-- Begin Data for the task --

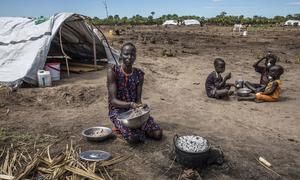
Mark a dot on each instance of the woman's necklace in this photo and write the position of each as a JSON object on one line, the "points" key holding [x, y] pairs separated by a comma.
{"points": [[126, 75]]}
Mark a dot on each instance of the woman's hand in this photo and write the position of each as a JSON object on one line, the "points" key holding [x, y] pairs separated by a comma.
{"points": [[134, 105]]}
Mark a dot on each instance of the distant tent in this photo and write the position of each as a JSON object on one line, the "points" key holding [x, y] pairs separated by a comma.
{"points": [[238, 27], [190, 22], [170, 22], [292, 23], [26, 42]]}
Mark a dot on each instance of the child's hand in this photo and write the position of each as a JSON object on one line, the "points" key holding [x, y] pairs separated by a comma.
{"points": [[228, 76]]}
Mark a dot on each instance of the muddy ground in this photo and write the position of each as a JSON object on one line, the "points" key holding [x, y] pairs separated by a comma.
{"points": [[176, 62]]}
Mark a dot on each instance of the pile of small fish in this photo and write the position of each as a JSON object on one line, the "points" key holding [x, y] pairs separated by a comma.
{"points": [[98, 133], [192, 143], [136, 112]]}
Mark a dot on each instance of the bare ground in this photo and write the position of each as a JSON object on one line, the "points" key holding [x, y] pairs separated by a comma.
{"points": [[176, 62]]}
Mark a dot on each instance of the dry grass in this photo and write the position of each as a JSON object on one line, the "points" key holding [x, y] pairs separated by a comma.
{"points": [[16, 164]]}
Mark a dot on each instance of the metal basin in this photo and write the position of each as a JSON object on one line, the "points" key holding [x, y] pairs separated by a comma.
{"points": [[243, 92], [191, 159], [133, 121], [97, 133]]}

-- End Data for the task --

- [Written request]
All of the data needs repeating exactly, but the pictures do not.

- [Exercise result]
Mark a dot on each instance of the woman's necklace in this photo and write the position of each as a JSON object on one line, the "points" key holding [x, y] pairs separated by a comma.
{"points": [[126, 75]]}
Mark a dot on each instance of the woman's hand in this photo and write the position of each as a JSON object on one line, the "points" key holding [x, y] pairs separated by a comma.
{"points": [[134, 105]]}
Mark a dot on each instance of the distant tent in this photo and write the position of each as a JSON object on one line, the "points" key holding [x, y] pairs separated by a comma.
{"points": [[238, 27], [190, 22], [170, 22], [292, 23], [26, 42]]}
Mark a dot on each instance of the child's hand in this photo and write the position of each as a JSON object on one line, the "points" key holding [x, y] pairs separated by a comma.
{"points": [[228, 76]]}
Mark a dot on each instance of the muddy ground in this photo and write the position of each as a JSON object on one line, the "points" key holding [x, y] pairs separated by a comma.
{"points": [[176, 62]]}
Mark a dot on each instance of the pile of small fish in this photo and write the position of each as a JSON object on one line, the "points" key holding [x, y] pairs separated by a comma.
{"points": [[98, 133], [192, 143], [136, 112]]}
Mark a dot on each instance of the bare ground in this photo and write the position of each as a JSON object on one line, the "points" key holding [x, y] pairs separated by a comma.
{"points": [[176, 62]]}
Mark a dot on each instance of the dry grass in this photo and write the position of each as a JSON object on one line, the "points" key holding [x, y] pairs separated by a comma.
{"points": [[16, 164]]}
Mark a dot on each instance of the metal basin in this photo and write the position of each as a JSON object on one line, the "points" key holding [x, y] pairs separated by a comma.
{"points": [[243, 92], [191, 159], [133, 121], [97, 133]]}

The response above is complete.